-------- INPUT

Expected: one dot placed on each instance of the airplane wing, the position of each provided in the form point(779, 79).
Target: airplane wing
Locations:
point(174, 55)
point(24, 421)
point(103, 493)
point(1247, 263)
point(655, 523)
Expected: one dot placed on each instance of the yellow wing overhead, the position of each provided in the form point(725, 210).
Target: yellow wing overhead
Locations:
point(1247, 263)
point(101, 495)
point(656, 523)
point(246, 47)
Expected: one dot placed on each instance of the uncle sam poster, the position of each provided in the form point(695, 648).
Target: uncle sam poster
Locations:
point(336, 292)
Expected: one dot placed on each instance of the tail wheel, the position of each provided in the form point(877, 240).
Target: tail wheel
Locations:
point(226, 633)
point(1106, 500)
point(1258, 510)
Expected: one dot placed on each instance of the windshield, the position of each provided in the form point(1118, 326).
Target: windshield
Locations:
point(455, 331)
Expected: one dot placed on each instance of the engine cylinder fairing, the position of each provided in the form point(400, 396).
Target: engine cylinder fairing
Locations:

----------------

◆ WORK TO COMPLETE ◆
Convert every line of the items above into a JSON list of strings, with one string for each line and blank lines omitted.

◆ TASK ANSWER ◆
[
  "Expected: one dot placed on each instance of the airplane wing, the position of each provided in the form point(779, 79).",
  "Target: airplane wing",
  "Locations:",
  "point(174, 55)",
  "point(24, 421)",
  "point(103, 493)",
  "point(1247, 263)",
  "point(655, 523)",
  "Expected: one dot placed on each instance of the yellow wing overhead, the position of each provided in the form point(725, 210).",
  "Target: yellow wing overhead",
  "Locations:",
  "point(1247, 263)",
  "point(101, 495)",
  "point(656, 523)",
  "point(246, 47)",
  "Expected: one dot placed on each instance of the uncle sam poster, the position of each provided in the form point(695, 648).",
  "Target: uncle sam poster",
  "Locations:",
  "point(336, 292)",
  "Expected: one dot placed on each instance of the tail wheel, the position of each provided in the form point(877, 240).",
  "Target: tail wheel",
  "Locations:",
  "point(226, 633)",
  "point(1106, 500)",
  "point(1258, 510)",
  "Expected: one dot placed on each instance of the windshield, the position of each provided in the form point(1118, 326).",
  "Target: windshield",
  "Locations:",
  "point(455, 331)",
  "Expected: one dot placed on each instance of the engine cylinder fairing, the position of each provided in the form point(400, 396).",
  "Target: engine cylinder fairing",
  "Locations:"
]